## Given passage
Fats & oils – what changed. Modern diets deliver far more added fats than traditional foodways, largely from refined seed and vegetable oils used in frying and ultra-processed foods. This shifts intake toward omega-6 linoleic acid with less omega-3, and adds oxidized lipids formed during extraction, transport, and hot cooking. These patterns are linked to gut-barrier stress (looser tight junctions), microbiome disruption, and immune activation pathways (NF-κB, TNF-α, IL-6) relevant to systemic inflammation. 

Deep-frying & takeaway oils. Reheating and reusing seed oils (e.g., cottonseed, soy, palm, canola, etc) in fryers generates trans fats, aldehydes, polymerized oils, and oxidized linoleic metabolites – drivers of systemic inflammation. Studies link these exposures to higher CRP and other inflammatory markers, adverse lipid profiles, and gut dysbiosis. For many people, fried takeaway foods are the largest single source of the worst dietary fats. If eating out choose preparations that don’t use added fats and oils. I only eat the fat that’s inside whole foods.

## Task instructions
a: Translate this sentence from the passage on dietary fats and oils into Spanish: "For many people, fried takeaway foods are the largest single source of the worst dietary fats."
b: Reproduce the part of the passage on dietary fats and oils starting at "Fats & oils" and ending at "to systemic inflammation.".

## Given entries
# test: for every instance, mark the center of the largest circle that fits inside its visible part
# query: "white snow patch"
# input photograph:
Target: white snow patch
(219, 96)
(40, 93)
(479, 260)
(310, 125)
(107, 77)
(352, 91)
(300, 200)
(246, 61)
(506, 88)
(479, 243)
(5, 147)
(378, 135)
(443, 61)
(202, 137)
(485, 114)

## Answers per task
a: Para muchas personas, la comida frita para llevar es la mayor fuente individual de las peores grasas alimentarias.

b:
Fats & oils – what changed. Modern diets deliver far more added fats than traditional foodways, largely from refined seed and vegetable oils used in frying and ultra-processed foods. This shifts intake toward omega-6 linoleic acid with less omega-3, and adds oxidized lipids formed during extraction, transport, and hot cooking. These patterns are linked to gut-barrier stress (looser tight junctions), microbiome disruption, and immune activation pathways (NF-κB, TNF-α, IL-6) relevant to systemic inflammation.